## Work item
Transcribe all the records with complete accuracy.

(Given information)

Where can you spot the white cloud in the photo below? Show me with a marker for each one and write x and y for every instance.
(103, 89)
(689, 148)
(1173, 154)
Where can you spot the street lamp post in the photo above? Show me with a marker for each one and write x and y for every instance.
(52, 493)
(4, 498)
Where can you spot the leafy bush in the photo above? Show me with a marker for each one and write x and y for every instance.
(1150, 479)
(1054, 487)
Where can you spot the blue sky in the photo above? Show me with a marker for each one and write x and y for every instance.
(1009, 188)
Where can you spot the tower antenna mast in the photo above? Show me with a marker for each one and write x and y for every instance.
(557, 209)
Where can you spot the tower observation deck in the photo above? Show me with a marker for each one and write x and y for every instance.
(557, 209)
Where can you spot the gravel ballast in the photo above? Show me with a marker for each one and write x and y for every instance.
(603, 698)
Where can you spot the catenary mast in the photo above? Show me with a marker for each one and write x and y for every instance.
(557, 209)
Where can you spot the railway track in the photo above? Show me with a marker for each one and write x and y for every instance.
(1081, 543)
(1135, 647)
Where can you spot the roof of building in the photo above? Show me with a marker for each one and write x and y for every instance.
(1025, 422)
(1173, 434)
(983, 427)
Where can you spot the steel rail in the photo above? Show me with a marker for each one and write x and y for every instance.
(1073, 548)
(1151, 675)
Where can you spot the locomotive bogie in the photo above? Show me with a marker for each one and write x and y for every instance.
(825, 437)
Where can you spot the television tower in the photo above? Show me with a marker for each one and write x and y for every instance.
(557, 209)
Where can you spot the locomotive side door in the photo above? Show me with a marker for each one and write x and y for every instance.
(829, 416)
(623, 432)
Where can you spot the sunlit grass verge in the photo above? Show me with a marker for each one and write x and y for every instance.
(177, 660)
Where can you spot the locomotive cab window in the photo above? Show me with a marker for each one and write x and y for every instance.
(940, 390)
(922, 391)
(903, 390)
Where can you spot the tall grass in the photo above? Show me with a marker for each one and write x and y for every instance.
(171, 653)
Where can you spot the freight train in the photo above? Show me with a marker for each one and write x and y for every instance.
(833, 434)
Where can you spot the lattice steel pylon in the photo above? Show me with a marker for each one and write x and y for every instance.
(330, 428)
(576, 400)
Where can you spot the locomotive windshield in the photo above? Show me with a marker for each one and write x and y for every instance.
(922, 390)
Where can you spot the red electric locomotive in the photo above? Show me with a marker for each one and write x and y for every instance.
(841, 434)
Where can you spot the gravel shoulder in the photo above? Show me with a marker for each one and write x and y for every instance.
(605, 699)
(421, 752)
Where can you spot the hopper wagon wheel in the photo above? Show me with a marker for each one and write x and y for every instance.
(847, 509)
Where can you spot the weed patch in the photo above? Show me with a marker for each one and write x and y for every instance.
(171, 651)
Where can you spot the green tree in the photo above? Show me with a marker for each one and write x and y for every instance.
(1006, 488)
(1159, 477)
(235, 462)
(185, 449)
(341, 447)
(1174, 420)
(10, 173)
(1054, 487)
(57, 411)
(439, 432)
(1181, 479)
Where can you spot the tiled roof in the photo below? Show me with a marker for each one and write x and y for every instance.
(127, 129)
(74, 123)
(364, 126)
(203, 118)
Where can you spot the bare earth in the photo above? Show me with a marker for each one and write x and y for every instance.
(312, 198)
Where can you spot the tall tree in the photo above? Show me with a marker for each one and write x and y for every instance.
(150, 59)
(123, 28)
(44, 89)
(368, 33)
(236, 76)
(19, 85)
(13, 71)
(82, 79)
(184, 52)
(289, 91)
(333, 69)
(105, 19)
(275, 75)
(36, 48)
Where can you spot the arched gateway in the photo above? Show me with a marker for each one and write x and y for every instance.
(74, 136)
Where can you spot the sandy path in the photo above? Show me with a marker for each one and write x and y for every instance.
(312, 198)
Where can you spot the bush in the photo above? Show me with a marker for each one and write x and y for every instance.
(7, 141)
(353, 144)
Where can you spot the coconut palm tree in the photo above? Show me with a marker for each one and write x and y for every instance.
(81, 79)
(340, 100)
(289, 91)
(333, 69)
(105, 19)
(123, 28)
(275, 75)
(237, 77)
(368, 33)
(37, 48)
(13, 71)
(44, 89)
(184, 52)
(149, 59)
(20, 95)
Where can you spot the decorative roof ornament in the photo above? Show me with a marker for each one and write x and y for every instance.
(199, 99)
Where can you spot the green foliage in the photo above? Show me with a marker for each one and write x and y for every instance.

(End Given information)

## Result
Where can you spot the white cloud in the photo below? Show me with a marker for each one and write x and y for every instance.
(103, 89)
(689, 148)
(1173, 154)
Where can you spot the street lamp post in the photo above? Show me with a marker for each one and write x and y for every instance.
(52, 493)
(4, 498)
Where can you spot the leafy bush in the photo above? Show me with a marker for each one and write x and y for every instance.
(1150, 479)
(1054, 487)
Where can you spot the blue sky in the photo above? Show me with a marker for each one and write x and y for every instance.
(1009, 188)
Where can you spot the tower antenna mast in the photo above? Show me with a marker for each one and write x and y for every instance.
(557, 209)
Where can you spot the tower observation deck in the photo above? Show me with a marker for each one and write x and y for every instance.
(557, 209)
Where can you spot the gravel ballast in the photo above? Show me with a marker for each one and write x and y for every instance.
(603, 698)
Where can you spot the catenary mast in the photo above? Show me with a marker for each one and write x and y for every instance.
(557, 209)
Where can you spot the railway track in the photo above? Show me with a marker for each one and write x and y for every instance.
(1081, 543)
(1135, 647)
Where can you spot the roof of building in the photo above? Show me with a marker for each one and write x and y for every instance.
(1025, 422)
(1173, 434)
(983, 427)
Where can you spot the steel rail in the photo above? Show me with a marker for each one and write x and y for every instance.
(1073, 548)
(1151, 675)
Where can you spot the locomotive bogie in the photo above? Show me with a marker for each one and write x and y for every instance.
(825, 437)
Where can you spot the television tower in the photo above? Show me with a marker for each one and write x and y for every instance.
(557, 209)
Where can you spot the locomotive side door in the photo above? Show me with a marker for each one and write x and y for every instance.
(829, 416)
(623, 432)
Where can you spot the sunlit grass verge in the photo above? Show me with a marker for each one and write x and y for every instance.
(177, 660)
Where can you spot the locomotive cab window in the photo above? Show me with a marker for each one and write x and y for every instance.
(940, 390)
(922, 391)
(903, 390)
Where can you spot the tall grass in the photo above? Show me with a marker for each one and write x and y for every instance.
(171, 653)
Where can you spot the freight train in the photo above? Show me with a marker for each one and write x and y for every instance.
(833, 434)
Where can you spot the lattice steel pylon in the photo above? Show me with a marker for each one and write x and y for every instance.
(330, 428)
(576, 400)
Where can you spot the locomotive windshield in the photo above? Show me with a marker for each one and write x and y for every instance.
(922, 390)
Where can you spot the red electric locomotive in the photo above? Show me with a marker for each one and write x and y for every instance.
(841, 434)
Where can you spot the gravel shoulder in the photo above? Show me with a marker for each one and write x and y for every instance.
(605, 699)
(421, 752)
Where can you spot the hopper wagon wheel in the photo above? Show me with a marker for each one and write x and y for every instance.
(847, 509)
Where can you spot the weed patch in the photo above? Show me with a marker for each one and write x and y for every instance.
(171, 651)
Where can you spot the green tree in the photo above? Show me with a marker for each one and write x and y for every instance.
(1006, 488)
(1159, 477)
(235, 462)
(185, 449)
(341, 447)
(1174, 420)
(10, 173)
(1054, 487)
(57, 411)
(439, 432)
(1181, 479)
Where can you spot the tiled roof in the photo below? Show me with a marker for each one and write x and y for every instance.
(127, 129)
(74, 123)
(364, 126)
(203, 118)
Where can you spot the bare earth in the photo above? Show me with a marker for each one and write x and y for every instance.
(312, 198)
Where can you spot the tall tree in the photo above? Show me with a marker for each one and write x and y for every instance.
(150, 59)
(123, 28)
(44, 89)
(368, 33)
(236, 76)
(19, 85)
(13, 71)
(82, 79)
(184, 52)
(289, 91)
(333, 69)
(105, 19)
(275, 75)
(36, 48)
Where can you spot the arched gateway in the photo above? Show me with a marker for each one and write x and y for every instance.
(74, 136)
Where can you spot the sandy path in the photo above? Show me with a marker for each one and write x and y for every instance.
(312, 198)
Where can you spot the bush in the photo above? Show me with a marker for each one and write x and y for every instance.
(7, 141)
(353, 144)
Where can you spot the coconut palm tree in the photo above? Show me with a marker for each one and write x and y for every instance.
(81, 79)
(340, 100)
(289, 91)
(333, 69)
(105, 19)
(123, 28)
(275, 75)
(237, 77)
(368, 33)
(37, 48)
(13, 71)
(44, 89)
(184, 52)
(149, 59)
(20, 95)
Where can you spot the decorative roof ornament in the photo above? Show me with a marker for each one and write x and y for every instance.
(199, 99)
Where can you spot the green foliage in the photo above? Show me with a marker for each one and write x and y for every instance.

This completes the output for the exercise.